Records for this task =
===

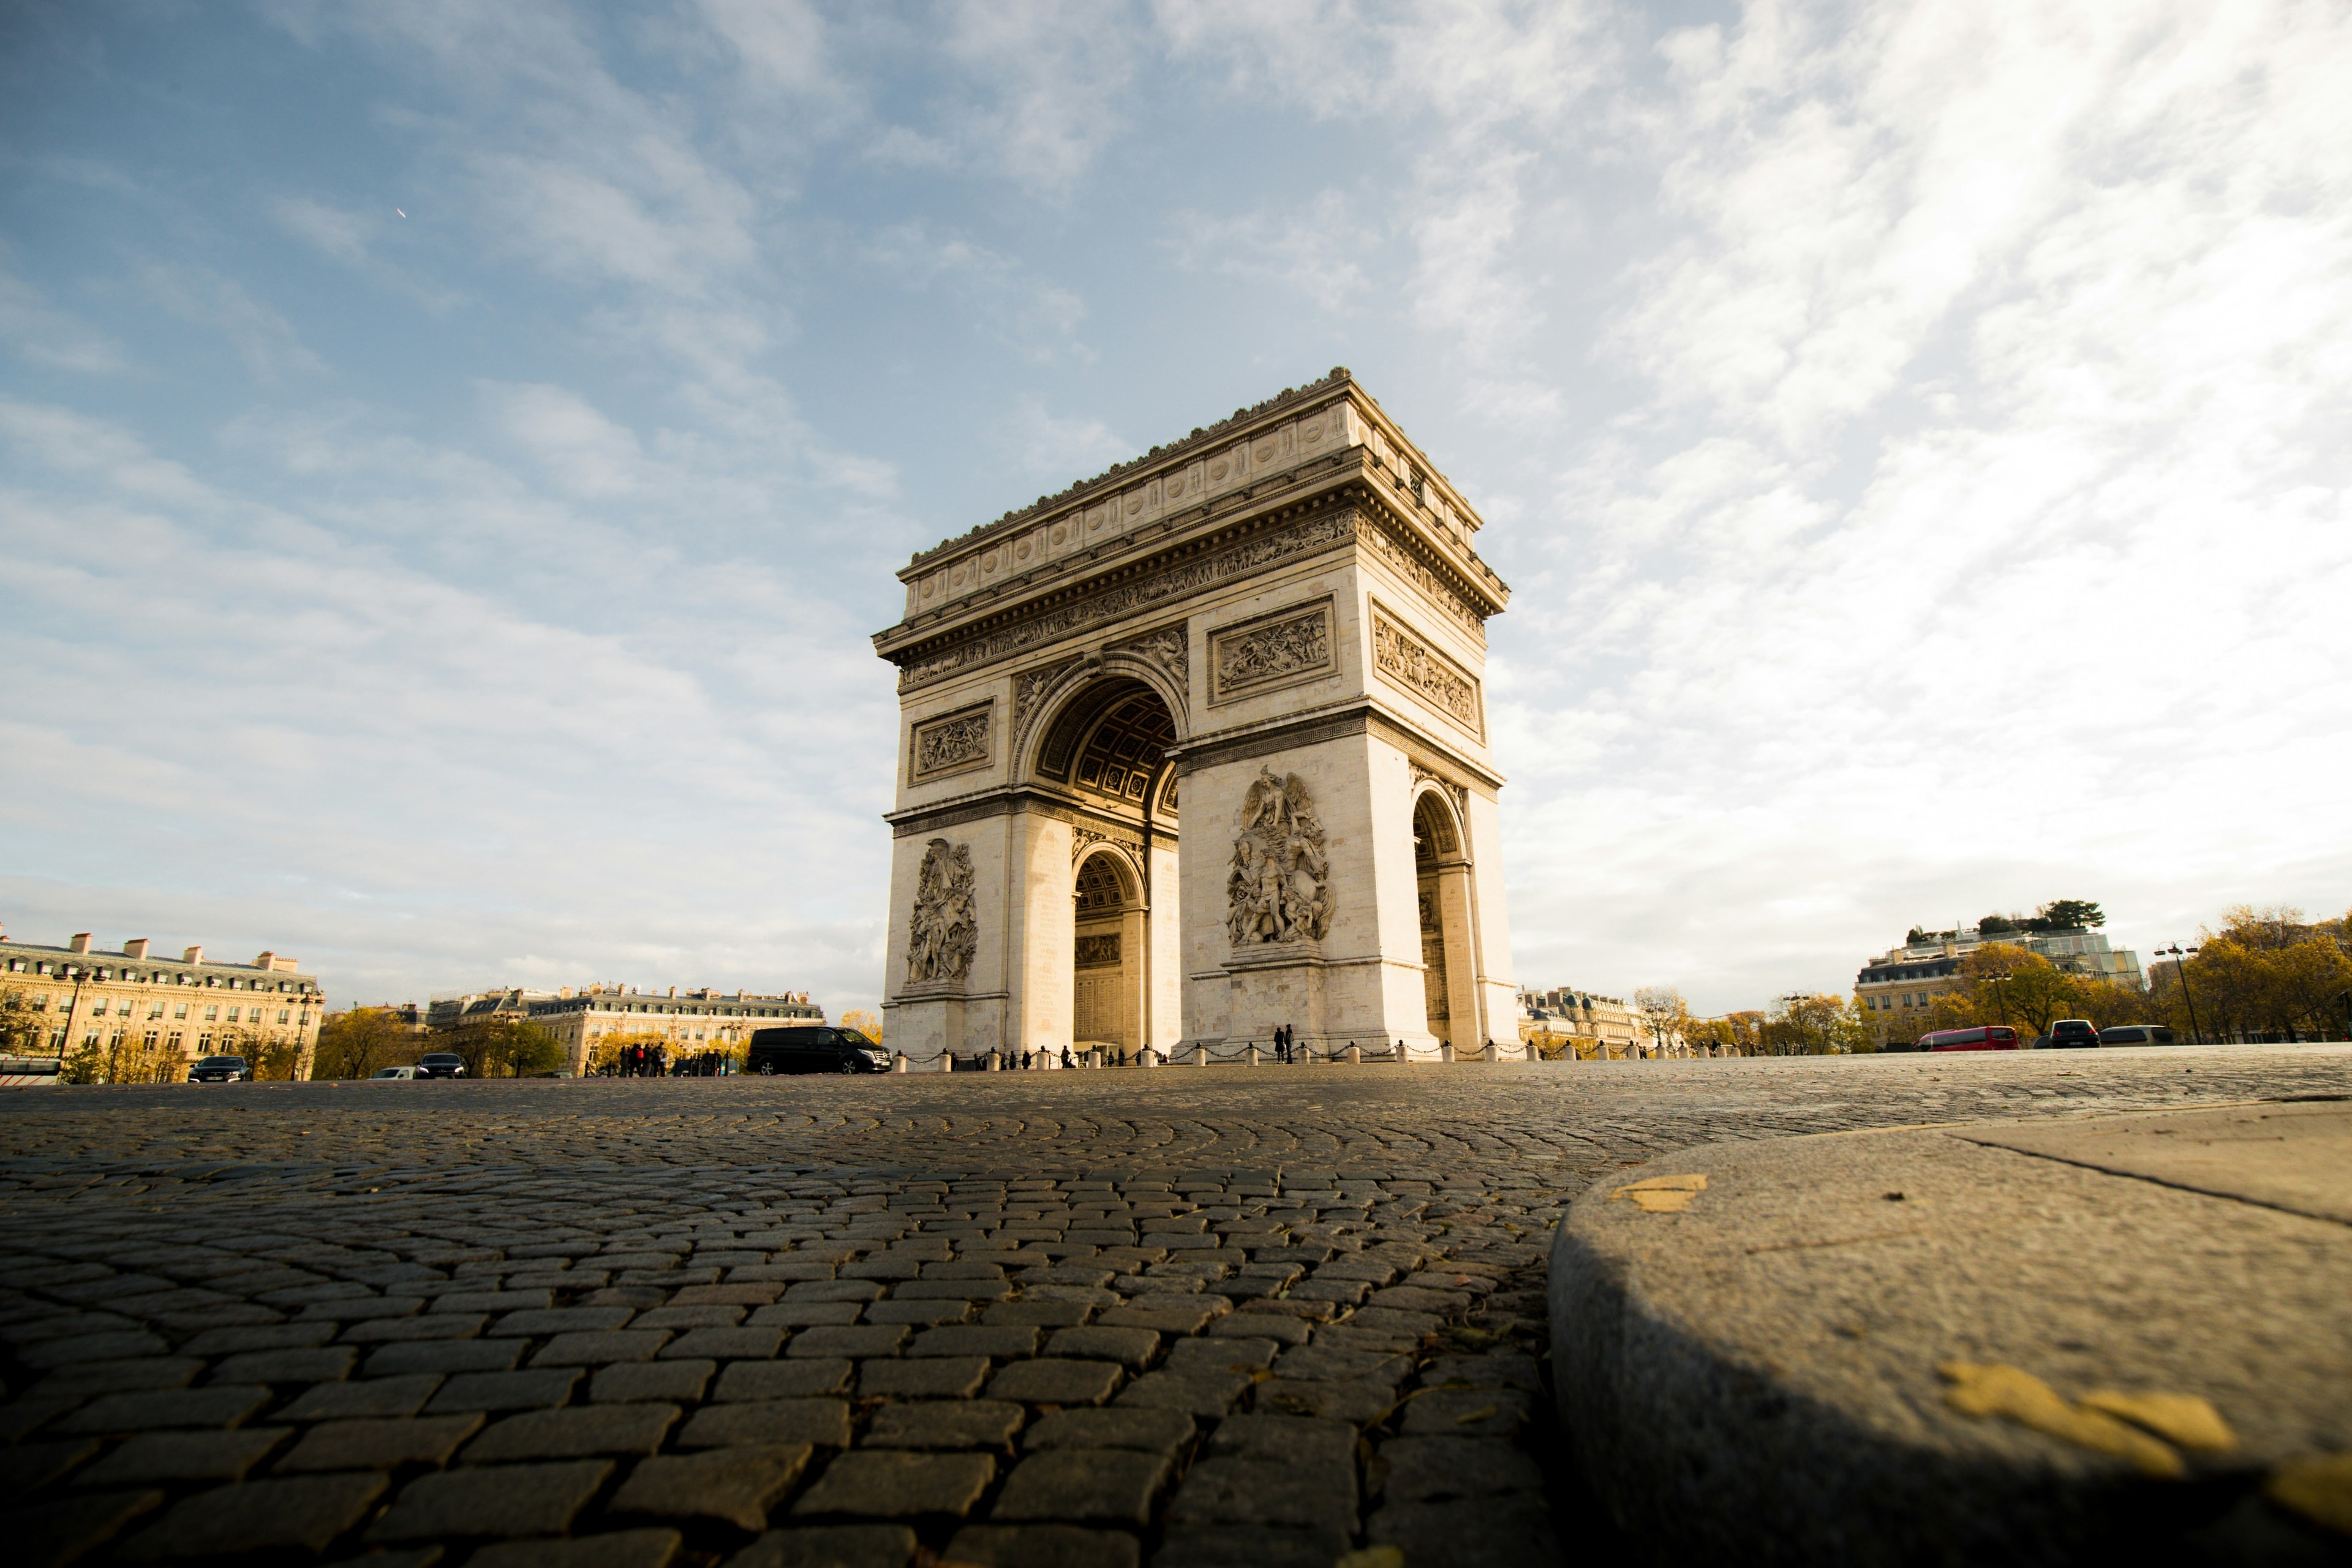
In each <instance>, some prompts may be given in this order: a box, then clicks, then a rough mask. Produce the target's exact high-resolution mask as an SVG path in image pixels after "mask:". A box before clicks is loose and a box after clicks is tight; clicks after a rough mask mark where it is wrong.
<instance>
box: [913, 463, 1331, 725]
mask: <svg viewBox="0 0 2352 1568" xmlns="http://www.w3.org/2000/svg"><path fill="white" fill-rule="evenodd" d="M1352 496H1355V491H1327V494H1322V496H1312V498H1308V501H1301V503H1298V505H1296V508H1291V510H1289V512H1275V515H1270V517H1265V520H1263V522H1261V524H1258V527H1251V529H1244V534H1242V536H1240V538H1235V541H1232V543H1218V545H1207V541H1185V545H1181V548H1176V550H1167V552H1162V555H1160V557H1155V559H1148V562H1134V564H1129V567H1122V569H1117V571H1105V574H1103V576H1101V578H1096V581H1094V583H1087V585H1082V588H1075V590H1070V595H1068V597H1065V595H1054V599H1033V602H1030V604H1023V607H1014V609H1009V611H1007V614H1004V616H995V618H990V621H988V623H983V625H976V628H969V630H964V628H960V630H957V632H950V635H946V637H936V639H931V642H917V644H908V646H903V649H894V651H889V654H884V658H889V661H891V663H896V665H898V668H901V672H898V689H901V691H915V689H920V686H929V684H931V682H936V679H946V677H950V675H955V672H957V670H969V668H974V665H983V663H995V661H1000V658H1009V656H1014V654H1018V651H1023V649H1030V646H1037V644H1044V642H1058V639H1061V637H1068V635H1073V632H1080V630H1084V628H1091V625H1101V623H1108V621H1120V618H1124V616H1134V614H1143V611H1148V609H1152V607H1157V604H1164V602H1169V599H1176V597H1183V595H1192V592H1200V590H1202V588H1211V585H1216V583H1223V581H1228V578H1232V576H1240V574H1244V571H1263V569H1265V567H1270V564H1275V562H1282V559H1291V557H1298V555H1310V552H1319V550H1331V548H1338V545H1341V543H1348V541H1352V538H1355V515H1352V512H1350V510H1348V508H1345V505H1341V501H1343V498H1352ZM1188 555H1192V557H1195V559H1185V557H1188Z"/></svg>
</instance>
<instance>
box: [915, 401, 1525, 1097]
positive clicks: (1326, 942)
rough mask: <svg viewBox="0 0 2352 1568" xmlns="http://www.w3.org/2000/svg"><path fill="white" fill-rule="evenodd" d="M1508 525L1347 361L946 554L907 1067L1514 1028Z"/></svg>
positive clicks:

===

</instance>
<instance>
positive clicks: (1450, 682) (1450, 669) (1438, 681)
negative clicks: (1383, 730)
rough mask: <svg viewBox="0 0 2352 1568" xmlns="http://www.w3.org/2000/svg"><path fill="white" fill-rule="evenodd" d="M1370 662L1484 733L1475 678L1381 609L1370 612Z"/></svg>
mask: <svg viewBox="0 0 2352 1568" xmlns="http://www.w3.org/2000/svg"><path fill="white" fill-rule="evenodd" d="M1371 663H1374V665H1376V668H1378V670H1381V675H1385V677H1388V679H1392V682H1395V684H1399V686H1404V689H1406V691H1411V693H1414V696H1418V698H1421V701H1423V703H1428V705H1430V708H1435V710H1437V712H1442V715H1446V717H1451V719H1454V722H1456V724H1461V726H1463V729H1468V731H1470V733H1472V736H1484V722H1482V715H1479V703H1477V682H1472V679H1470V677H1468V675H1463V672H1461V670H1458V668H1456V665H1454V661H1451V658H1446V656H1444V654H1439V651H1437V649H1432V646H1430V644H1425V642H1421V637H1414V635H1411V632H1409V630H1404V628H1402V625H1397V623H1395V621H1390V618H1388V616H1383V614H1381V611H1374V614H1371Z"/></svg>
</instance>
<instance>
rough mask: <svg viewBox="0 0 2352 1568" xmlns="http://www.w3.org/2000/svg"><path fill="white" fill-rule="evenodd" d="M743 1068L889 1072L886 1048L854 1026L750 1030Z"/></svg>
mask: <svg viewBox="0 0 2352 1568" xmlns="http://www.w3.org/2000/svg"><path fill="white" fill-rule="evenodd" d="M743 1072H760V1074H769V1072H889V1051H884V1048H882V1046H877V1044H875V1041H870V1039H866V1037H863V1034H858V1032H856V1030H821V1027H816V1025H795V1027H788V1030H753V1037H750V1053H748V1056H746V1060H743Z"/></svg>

===

What the task requires = Copy out every line of the data where the word "positive" occurs.

Answer to this problem =
positive clicks: (1326, 942)
positive clicks:
positive clicks: (1450, 682) (1450, 669) (1438, 681)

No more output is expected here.